▶ [Source extract]:
= = =

Decided: February 20, 1991.

STATE OF NEW JERSEY, BY THE COMMISSIONER OF TRANSPORTATION, PLAINTIFF-APPELLANT,
v.
TOWN OF MORRISTOWN, IN THE COUNTY OF MORRIS, A MUNICIPAL CORPORATION OF NEW JERSEY, DEFENDANT-RESPONDENT, AND D.M. AIRPORT DEVELOPERS, INC., A CORPORATION OF NEW JERSEY; THE LINPRO COMPANY, A CORPORATION OF TEXAS; AMERICAN TELEPHONE AND TELEGRAPH COMPANY, A CORPORATION OF NEW YORK; TOWNSHIP OF HANOVER, IN THE COUNTY OF MORRIS, A MUNICIPAL CORPORATION OF NEW JERSEY, DEFENDANTS



On appeal from the Superior Court, Law Division, Morris County.

Antell, Scalera and Keefe. The opinion of the court was delivered by Scalera, J.A.D.

= = =

▶ [Task objective]: Continue the court opinion above in State of New Jersey v. Town of Morristown, starting right after the line naming the judge who delivered it.

= = =

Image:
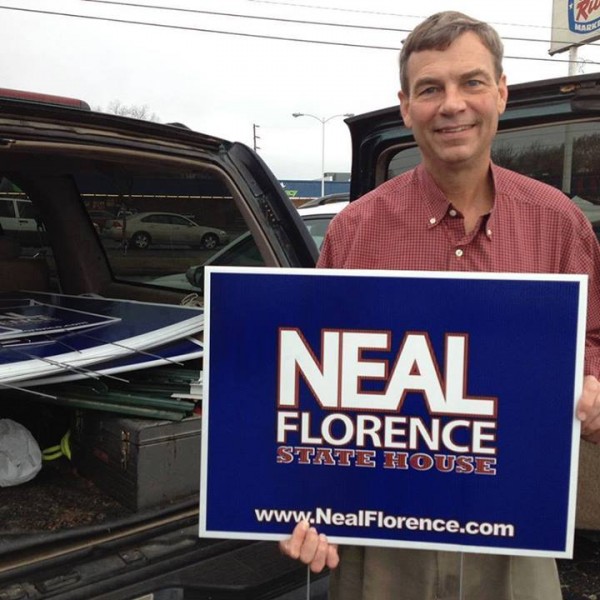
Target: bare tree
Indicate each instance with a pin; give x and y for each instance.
(116, 107)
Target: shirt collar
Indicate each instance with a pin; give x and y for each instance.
(437, 205)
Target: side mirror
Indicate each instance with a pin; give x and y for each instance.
(195, 275)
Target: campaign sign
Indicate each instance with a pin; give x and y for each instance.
(407, 409)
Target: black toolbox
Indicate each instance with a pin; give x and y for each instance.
(142, 463)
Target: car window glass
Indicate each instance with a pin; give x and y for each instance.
(20, 219)
(155, 226)
(562, 155)
(317, 226)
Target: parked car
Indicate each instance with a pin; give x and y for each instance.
(20, 219)
(243, 251)
(328, 199)
(102, 219)
(68, 534)
(145, 229)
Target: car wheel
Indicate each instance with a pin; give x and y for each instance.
(140, 240)
(210, 241)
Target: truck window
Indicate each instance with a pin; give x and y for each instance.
(563, 155)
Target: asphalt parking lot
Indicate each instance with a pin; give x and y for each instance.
(580, 577)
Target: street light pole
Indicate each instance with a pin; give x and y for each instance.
(322, 120)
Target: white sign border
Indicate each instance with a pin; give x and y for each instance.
(468, 275)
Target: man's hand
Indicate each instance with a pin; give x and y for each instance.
(311, 548)
(588, 410)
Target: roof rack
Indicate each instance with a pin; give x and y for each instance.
(44, 98)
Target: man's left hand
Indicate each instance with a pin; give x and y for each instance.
(588, 410)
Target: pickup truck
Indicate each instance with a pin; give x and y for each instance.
(87, 527)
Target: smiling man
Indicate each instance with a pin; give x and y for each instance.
(457, 211)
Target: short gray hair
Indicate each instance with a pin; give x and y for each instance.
(438, 31)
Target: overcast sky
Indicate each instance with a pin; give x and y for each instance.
(222, 84)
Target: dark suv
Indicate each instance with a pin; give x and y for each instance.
(107, 524)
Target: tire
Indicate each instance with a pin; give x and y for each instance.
(140, 240)
(210, 241)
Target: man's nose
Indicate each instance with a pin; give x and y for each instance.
(453, 100)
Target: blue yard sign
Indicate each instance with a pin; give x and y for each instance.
(407, 409)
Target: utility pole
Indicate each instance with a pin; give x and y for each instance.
(255, 137)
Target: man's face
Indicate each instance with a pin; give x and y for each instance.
(453, 103)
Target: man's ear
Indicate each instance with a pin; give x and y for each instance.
(502, 94)
(404, 112)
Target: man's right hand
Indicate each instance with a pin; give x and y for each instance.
(311, 548)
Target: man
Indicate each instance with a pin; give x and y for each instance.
(457, 211)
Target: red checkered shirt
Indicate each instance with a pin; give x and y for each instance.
(408, 224)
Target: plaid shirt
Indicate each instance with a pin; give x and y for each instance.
(408, 224)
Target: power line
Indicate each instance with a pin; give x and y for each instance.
(247, 35)
(294, 21)
(390, 14)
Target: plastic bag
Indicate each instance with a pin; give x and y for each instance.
(20, 454)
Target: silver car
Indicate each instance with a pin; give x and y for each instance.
(144, 229)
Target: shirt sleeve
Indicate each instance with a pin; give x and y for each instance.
(590, 264)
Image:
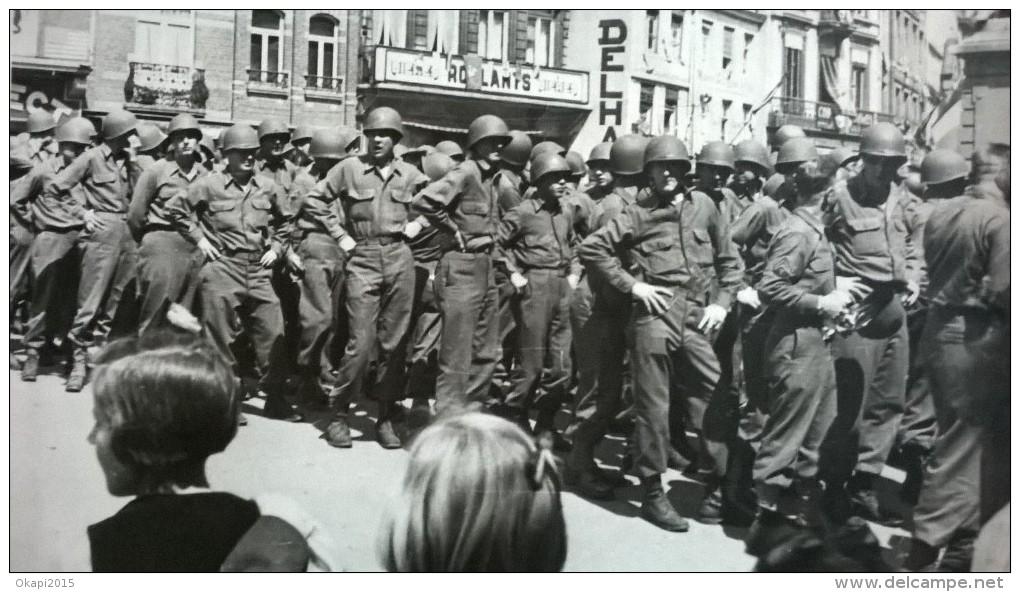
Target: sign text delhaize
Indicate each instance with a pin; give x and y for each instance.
(424, 68)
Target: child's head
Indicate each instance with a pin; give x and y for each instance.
(478, 496)
(161, 408)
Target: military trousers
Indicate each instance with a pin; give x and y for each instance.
(801, 405)
(543, 317)
(109, 264)
(673, 363)
(465, 291)
(167, 274)
(321, 299)
(56, 263)
(379, 285)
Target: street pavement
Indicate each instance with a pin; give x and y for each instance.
(57, 490)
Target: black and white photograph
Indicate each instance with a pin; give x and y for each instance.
(499, 290)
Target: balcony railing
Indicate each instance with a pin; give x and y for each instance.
(166, 87)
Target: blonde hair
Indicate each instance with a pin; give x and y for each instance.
(478, 496)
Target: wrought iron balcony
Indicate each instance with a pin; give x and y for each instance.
(162, 87)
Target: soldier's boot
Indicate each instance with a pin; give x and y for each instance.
(31, 368)
(657, 509)
(79, 372)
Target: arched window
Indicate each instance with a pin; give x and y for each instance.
(267, 48)
(322, 45)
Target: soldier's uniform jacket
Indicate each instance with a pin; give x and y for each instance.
(250, 218)
(370, 205)
(658, 242)
(30, 198)
(105, 181)
(156, 187)
(967, 247)
(870, 239)
(800, 268)
(539, 235)
(463, 201)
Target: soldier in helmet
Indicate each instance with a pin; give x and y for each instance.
(672, 315)
(465, 203)
(168, 263)
(374, 191)
(55, 255)
(106, 175)
(240, 222)
(799, 286)
(869, 236)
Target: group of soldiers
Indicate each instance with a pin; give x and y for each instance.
(776, 322)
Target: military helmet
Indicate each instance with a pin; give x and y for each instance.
(883, 139)
(600, 152)
(438, 164)
(150, 137)
(784, 133)
(717, 154)
(384, 118)
(77, 130)
(327, 144)
(450, 148)
(118, 122)
(941, 166)
(272, 127)
(667, 149)
(239, 137)
(547, 163)
(627, 153)
(487, 127)
(39, 121)
(518, 150)
(753, 152)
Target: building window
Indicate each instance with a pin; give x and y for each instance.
(793, 85)
(322, 44)
(266, 49)
(652, 25)
(165, 38)
(676, 37)
(494, 39)
(540, 41)
(859, 86)
(727, 46)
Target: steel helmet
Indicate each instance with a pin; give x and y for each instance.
(272, 127)
(547, 163)
(717, 154)
(883, 139)
(753, 152)
(600, 152)
(150, 137)
(302, 133)
(326, 144)
(384, 118)
(627, 153)
(239, 137)
(784, 133)
(487, 127)
(182, 122)
(576, 162)
(77, 130)
(797, 150)
(941, 166)
(548, 146)
(518, 150)
(118, 122)
(667, 149)
(437, 165)
(40, 121)
(450, 148)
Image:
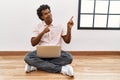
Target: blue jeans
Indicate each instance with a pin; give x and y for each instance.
(52, 65)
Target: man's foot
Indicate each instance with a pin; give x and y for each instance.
(29, 68)
(67, 70)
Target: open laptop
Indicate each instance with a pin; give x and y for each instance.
(48, 51)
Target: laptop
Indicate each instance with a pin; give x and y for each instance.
(48, 51)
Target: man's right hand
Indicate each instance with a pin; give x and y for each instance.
(46, 29)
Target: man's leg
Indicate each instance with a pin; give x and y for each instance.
(64, 59)
(40, 63)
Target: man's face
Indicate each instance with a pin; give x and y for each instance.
(47, 16)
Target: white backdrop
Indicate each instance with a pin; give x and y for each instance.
(18, 18)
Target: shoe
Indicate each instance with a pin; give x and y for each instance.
(29, 68)
(67, 70)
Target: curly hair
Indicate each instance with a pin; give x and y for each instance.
(39, 10)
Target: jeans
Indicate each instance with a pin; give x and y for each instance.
(53, 65)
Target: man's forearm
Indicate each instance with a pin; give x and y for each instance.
(67, 37)
(36, 40)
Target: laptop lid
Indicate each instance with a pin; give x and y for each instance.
(48, 51)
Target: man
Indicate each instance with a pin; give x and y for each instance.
(47, 33)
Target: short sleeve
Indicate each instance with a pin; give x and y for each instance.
(64, 30)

= = =

▶ [Task result]:
Scalera

[246 NJSuper Page 158] The issue on this appeal concerns the extent of discovery available to a condemnee at various stages of an eminent domain proceeding. While we touched upon this issue partially in State by Com'r of Transp. v. Carroll, 234 N.J. Super. 37, 559 A.2d 1381 (App.Div.1989), certif. granted 118 N.J. 197, 570 A.2d 961 (1989), we did not fully resolve it.*fn1

The property sought to be condemned amounts to some seven acres which is part of the 613 acre Morristown Airport and is needed to construct an interchange at Columbia Road for the Route 24 Freeway. Sometime in March 1989, the Department of Transportation (DOT) received two reports appraising the value of the property in question. The "Schwartz appraisal" evaluated the seven acres at $1,445,400, and the "Griffin appraisal" stated that the property was worth $1,668,000. Accordingly, on May 12, 1989, DOT offered to purchase the property for $1,455,400. The record does not reflect the status of negotiations between May 1989 and December 1989.

By letter dated December 18, 1989, the town had asked DOT for more information, ostensibly so that it could properly evaluate the offer of $1,455,400 which had been made. Among other things, it requested a copy of the Griffin appraisal and DOT appraisals of neighboring properties in the "same zone." DOT finally gave the town a copy of the Griffin appraisal only, sometime in January 1990. As a result the town questioned the validity of the offer based on the lower Schwartz appraisal. By letter of February 9, 1990, the town repeated its request for the appraisals on the neighboring properties but DOT again refused.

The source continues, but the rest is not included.